**Exercise materials:**
• • • •
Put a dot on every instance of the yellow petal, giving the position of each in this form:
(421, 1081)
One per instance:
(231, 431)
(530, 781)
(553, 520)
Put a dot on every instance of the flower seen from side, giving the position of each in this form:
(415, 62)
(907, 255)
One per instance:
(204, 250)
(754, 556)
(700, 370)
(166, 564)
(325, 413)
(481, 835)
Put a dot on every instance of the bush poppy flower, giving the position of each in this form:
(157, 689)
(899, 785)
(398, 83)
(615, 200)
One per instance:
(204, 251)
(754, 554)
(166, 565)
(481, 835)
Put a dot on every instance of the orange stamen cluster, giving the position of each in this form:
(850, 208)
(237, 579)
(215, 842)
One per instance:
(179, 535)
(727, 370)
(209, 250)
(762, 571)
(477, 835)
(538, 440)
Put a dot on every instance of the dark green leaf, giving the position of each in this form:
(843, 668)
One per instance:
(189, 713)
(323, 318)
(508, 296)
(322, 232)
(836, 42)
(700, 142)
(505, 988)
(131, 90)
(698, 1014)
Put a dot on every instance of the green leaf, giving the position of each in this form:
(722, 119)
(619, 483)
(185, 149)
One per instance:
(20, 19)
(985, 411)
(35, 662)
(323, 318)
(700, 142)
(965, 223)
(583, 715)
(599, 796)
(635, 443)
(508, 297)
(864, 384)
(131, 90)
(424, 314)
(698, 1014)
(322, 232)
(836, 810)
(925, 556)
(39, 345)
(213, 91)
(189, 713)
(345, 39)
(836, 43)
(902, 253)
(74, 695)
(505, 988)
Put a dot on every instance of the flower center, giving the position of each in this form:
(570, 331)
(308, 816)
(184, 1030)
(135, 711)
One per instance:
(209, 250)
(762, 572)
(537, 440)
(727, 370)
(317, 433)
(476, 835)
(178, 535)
• • • •
**Exercise objective:** Each entry above is to be quoted exactly.

**Exercise response:**
Put a dot on every instance of the yellow petal, giving the position of each in this form:
(421, 1081)
One per instance:
(231, 431)
(530, 781)
(553, 520)
Put a dot on every instance of the flower seen from side, giving the position of each in this form:
(415, 62)
(907, 255)
One per instance:
(204, 250)
(754, 556)
(700, 370)
(166, 564)
(325, 413)
(481, 835)
Put a dot on every instance of the bush poppy flower, giving the position of each in this form:
(157, 689)
(899, 785)
(398, 83)
(615, 200)
One per instance:
(204, 251)
(754, 554)
(166, 565)
(481, 835)
Put a dot on every instance of the orange stamen cluster, giving the position of each in this form:
(850, 208)
(237, 579)
(215, 842)
One per instance:
(179, 535)
(727, 370)
(209, 250)
(762, 571)
(477, 835)
(538, 440)
Put a dot on every instance of the dark green leaf, giving the position of each in this form:
(843, 668)
One per instance:
(189, 713)
(323, 318)
(508, 296)
(322, 232)
(836, 42)
(700, 142)
(505, 988)
(131, 90)
(698, 1014)
Put a dot on every instance of the green leaf, giving the position of each in this form:
(722, 119)
(619, 483)
(185, 149)
One per instance:
(20, 19)
(985, 411)
(35, 662)
(323, 318)
(700, 142)
(965, 223)
(583, 715)
(599, 796)
(635, 443)
(508, 297)
(864, 384)
(131, 90)
(424, 314)
(698, 1014)
(322, 232)
(836, 810)
(925, 556)
(39, 345)
(213, 91)
(189, 713)
(345, 39)
(836, 43)
(902, 253)
(74, 695)
(505, 988)
Put a dot on every instance of the flower center, giving the position of each in this form:
(570, 331)
(308, 816)
(184, 1030)
(135, 711)
One per instance:
(209, 250)
(762, 572)
(537, 440)
(727, 370)
(317, 433)
(476, 835)
(178, 535)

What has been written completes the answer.